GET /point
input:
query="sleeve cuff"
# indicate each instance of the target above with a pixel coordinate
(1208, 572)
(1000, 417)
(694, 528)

──────────

=== Your instructions ===
Provide all the records again, word for word.

=== Response to this exercise ===
GET /point
input:
query="sleeve cuff"
# indicate each instance of the target above with a pixel coordinate
(1208, 572)
(1000, 417)
(694, 528)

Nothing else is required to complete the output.